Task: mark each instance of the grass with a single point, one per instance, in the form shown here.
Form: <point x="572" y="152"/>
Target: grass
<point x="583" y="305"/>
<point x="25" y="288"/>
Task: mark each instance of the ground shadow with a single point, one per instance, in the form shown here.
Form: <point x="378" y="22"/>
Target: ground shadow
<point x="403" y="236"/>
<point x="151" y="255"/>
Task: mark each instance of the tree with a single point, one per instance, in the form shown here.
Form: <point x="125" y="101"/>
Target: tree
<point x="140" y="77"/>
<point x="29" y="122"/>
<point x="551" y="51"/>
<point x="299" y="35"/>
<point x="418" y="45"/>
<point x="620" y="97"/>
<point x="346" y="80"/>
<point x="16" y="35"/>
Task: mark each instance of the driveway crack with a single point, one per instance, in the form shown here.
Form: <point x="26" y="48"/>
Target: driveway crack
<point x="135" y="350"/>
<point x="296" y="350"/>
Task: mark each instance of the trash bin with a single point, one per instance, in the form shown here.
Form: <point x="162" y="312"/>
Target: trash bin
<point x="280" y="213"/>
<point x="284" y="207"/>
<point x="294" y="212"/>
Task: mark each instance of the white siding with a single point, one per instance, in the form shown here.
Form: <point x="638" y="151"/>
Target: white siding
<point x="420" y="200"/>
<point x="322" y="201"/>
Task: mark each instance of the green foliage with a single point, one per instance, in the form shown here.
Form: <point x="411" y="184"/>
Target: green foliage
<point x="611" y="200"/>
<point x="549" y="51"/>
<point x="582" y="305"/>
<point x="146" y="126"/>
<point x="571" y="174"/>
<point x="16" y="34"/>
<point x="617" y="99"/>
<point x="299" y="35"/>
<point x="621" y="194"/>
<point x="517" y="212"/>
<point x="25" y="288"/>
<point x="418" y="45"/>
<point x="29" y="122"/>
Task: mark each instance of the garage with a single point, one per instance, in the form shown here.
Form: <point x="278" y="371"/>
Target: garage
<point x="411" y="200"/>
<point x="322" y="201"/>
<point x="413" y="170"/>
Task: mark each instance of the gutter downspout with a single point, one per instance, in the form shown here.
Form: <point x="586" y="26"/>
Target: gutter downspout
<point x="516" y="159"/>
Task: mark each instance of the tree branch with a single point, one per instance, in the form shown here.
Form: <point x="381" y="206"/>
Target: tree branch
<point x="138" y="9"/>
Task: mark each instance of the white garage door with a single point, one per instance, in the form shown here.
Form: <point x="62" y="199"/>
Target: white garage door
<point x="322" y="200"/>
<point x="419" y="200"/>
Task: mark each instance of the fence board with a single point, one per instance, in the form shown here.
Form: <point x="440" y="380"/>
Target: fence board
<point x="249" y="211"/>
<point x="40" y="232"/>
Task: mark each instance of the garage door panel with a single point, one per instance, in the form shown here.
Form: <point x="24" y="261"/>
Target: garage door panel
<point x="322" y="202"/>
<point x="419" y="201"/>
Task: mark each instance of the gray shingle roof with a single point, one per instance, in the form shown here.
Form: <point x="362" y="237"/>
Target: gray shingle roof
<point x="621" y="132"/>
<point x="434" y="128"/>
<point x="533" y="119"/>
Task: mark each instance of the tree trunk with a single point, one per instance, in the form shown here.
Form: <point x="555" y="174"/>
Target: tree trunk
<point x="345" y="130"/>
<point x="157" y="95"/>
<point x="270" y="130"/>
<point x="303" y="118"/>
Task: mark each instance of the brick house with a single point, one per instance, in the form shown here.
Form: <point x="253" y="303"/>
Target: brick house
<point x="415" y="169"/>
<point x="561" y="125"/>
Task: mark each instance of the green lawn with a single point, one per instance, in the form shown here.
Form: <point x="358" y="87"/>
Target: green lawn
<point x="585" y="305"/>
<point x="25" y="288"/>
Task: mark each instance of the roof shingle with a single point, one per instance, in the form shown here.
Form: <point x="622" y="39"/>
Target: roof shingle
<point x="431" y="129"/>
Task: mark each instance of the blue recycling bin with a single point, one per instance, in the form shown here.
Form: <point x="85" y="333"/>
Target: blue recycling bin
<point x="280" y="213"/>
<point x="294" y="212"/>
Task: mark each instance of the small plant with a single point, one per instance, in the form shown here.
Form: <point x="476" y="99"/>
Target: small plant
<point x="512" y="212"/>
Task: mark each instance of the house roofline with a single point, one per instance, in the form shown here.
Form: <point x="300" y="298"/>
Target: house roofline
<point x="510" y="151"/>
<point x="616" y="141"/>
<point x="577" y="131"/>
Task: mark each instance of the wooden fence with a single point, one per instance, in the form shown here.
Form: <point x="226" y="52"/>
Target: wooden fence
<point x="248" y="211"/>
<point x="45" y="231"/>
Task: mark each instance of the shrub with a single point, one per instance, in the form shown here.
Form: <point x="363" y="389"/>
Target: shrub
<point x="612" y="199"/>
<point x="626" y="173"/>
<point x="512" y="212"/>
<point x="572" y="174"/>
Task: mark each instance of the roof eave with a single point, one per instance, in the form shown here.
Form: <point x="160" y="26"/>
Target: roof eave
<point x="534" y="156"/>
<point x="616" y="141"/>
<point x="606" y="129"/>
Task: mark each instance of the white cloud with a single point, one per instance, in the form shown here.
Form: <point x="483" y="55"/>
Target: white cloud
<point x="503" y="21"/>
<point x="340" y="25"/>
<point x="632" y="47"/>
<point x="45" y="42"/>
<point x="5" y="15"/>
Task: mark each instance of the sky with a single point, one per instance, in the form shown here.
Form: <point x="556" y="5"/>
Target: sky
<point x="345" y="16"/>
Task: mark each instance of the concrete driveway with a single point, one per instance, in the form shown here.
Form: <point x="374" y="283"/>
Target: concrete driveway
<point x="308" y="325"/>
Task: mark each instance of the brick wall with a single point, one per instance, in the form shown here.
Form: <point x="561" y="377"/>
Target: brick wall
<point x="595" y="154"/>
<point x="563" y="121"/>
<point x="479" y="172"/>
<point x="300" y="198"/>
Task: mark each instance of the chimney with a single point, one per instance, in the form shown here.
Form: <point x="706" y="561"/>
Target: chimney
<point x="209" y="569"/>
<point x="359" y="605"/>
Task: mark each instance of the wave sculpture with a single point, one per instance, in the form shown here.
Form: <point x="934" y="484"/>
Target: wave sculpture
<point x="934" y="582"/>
_ _ _ _ _ _ _
» **Assignment**
Once you have read the records above, output each of them verbatim.

» **Answer space**
Task: mark each instance of the grass with a single point, one per instance, in the form shown here.
Form: <point x="572" y="152"/>
Target: grass
<point x="583" y="305"/>
<point x="25" y="288"/>
Task: mark each instance of the ground shadow with a single point, one per instance, in the form shown here.
Form: <point x="378" y="22"/>
Target: ground shadow
<point x="403" y="236"/>
<point x="151" y="255"/>
Task: mark each instance of the tree with a single point, one per instance, in the form shown here.
Form: <point x="125" y="101"/>
Target: tree
<point x="140" y="77"/>
<point x="29" y="122"/>
<point x="551" y="51"/>
<point x="299" y="35"/>
<point x="418" y="45"/>
<point x="620" y="97"/>
<point x="346" y="80"/>
<point x="16" y="35"/>
Task: mark each instance of the driveway crack with a single point, one per instance, in the form shown here.
Form: <point x="26" y="48"/>
Target: driveway crack
<point x="135" y="350"/>
<point x="296" y="350"/>
Task: mark each instance of the trash bin with a single point, one per instance, in the form shown here.
Form: <point x="162" y="312"/>
Target: trash bin
<point x="280" y="213"/>
<point x="284" y="207"/>
<point x="294" y="212"/>
Task: mark each instance of the white siding with a single point, one per instance, in the form shown here.
Form: <point x="638" y="151"/>
Target: white siding
<point x="420" y="200"/>
<point x="322" y="201"/>
Task: mark each instance of the green foliage with a single point, one per instance, in the form shown here.
Form: <point x="411" y="184"/>
Target: green foliage
<point x="611" y="200"/>
<point x="549" y="51"/>
<point x="582" y="305"/>
<point x="146" y="126"/>
<point x="571" y="174"/>
<point x="16" y="34"/>
<point x="617" y="99"/>
<point x="299" y="35"/>
<point x="621" y="194"/>
<point x="517" y="212"/>
<point x="25" y="288"/>
<point x="418" y="45"/>
<point x="29" y="122"/>
Task: mark each instance of the garage with a single point, one per instance, in the form shown here.
Form: <point x="278" y="371"/>
Target: garage
<point x="411" y="200"/>
<point x="322" y="201"/>
<point x="413" y="170"/>
Task: mark each instance of the gutter downspout with a single point, one per instance, in the form shown here.
Form: <point x="586" y="26"/>
Target: gutter downspout
<point x="516" y="159"/>
Task: mark each instance of the tree branch with a single point, one per instance, in the form shown here.
Form: <point x="381" y="206"/>
Target: tree branch
<point x="138" y="9"/>
Task: mark each instance of the white garage door with a single point, one per instance, in the form shown here.
Form: <point x="62" y="199"/>
Target: white garage door
<point x="322" y="200"/>
<point x="419" y="200"/>
Task: mark each instance of the fence board with a single point, one per instance, in the form shown here.
Form: <point x="440" y="380"/>
Target: fence board
<point x="249" y="211"/>
<point x="40" y="232"/>
Task: mark each instance of the garage door panel with a single point, one per instance, in the form shown here.
Form: <point x="24" y="261"/>
Target: garage door panel
<point x="322" y="202"/>
<point x="419" y="201"/>
Task: mark each instance of the gray shingle roof with a single point, one per instance, in the form shown here.
Form: <point x="362" y="237"/>
Target: gray shingle roof
<point x="621" y="132"/>
<point x="434" y="128"/>
<point x="533" y="119"/>
Task: mark each instance of the tree trunk with a single point, one per instance, in the form shown here.
Form: <point x="555" y="174"/>
Target: tree trunk
<point x="345" y="130"/>
<point x="157" y="95"/>
<point x="270" y="130"/>
<point x="303" y="118"/>
Task: mark each instance of the brick house with a single point, one per instance, in the form shown here.
Form: <point x="253" y="303"/>
Target: brick house
<point x="415" y="169"/>
<point x="561" y="125"/>
Task: mark each instance of the green lawn with a single point, one per instance, in the form shown here.
Form: <point x="358" y="87"/>
Target: green lawn
<point x="585" y="305"/>
<point x="25" y="288"/>
Task: mark each instance of the roof shingle with a single point, one per instance, in the form shown here.
Form: <point x="622" y="39"/>
Target: roof shingle
<point x="431" y="129"/>
Task: mark each instance of the blue recycling bin with a single point, one per instance, in the form shown here.
Form: <point x="85" y="333"/>
Target: blue recycling bin
<point x="280" y="213"/>
<point x="294" y="212"/>
Task: mark each instance of the small plant with a single point, one per instance, in the form shown here.
Form: <point x="476" y="99"/>
Target: small plant
<point x="512" y="212"/>
Task: mark each instance of the house roofline with a single point, one per instance, in the form shown here.
Form: <point x="300" y="298"/>
Target: house roofline
<point x="510" y="151"/>
<point x="616" y="141"/>
<point x="577" y="131"/>
Task: mark each instance of the wooden fence with a single point, one per instance, in the form shown here.
Form: <point x="226" y="52"/>
Target: wooden fence
<point x="248" y="211"/>
<point x="45" y="231"/>
Task: mark each instance of the shrub with a single point, one per instance, in the form shown here.
Form: <point x="363" y="389"/>
Target: shrub
<point x="612" y="199"/>
<point x="626" y="173"/>
<point x="512" y="212"/>
<point x="572" y="174"/>
Task: mark each instance of the roof eave with a single point, one per instance, in the form shown here.
Form: <point x="160" y="26"/>
Target: roof eave
<point x="534" y="156"/>
<point x="616" y="141"/>
<point x="606" y="129"/>
Task: mark each instance of the white cloud with a single point, one per instance, in the form shown here.
Form: <point x="483" y="55"/>
Target: white cloud
<point x="503" y="21"/>
<point x="340" y="25"/>
<point x="632" y="47"/>
<point x="45" y="42"/>
<point x="5" y="15"/>
Task: mark each instance of the sky with a single point, one per instance, in the form shown here.
Form: <point x="556" y="5"/>
Target: sky
<point x="345" y="16"/>
Task: mark each instance of the concrete driveway with a single point, one per instance, in the form shown here.
Form: <point x="374" y="283"/>
Target: concrete driveway
<point x="308" y="325"/>
Task: mark each instance of the brick wall with a single point, one per instance, in the form shown here.
Form: <point x="561" y="377"/>
Target: brick wall
<point x="595" y="154"/>
<point x="563" y="121"/>
<point x="479" y="172"/>
<point x="300" y="198"/>
Task: mark each instance of the chimney with a single point, one per instance, in the form shown here.
Form: <point x="706" y="561"/>
Target: chimney
<point x="209" y="569"/>
<point x="359" y="605"/>
Task: mark each instance of the wave sculpture with a single point, one per instance, in the form shown here.
Form: <point x="934" y="484"/>
Target: wave sculpture
<point x="934" y="582"/>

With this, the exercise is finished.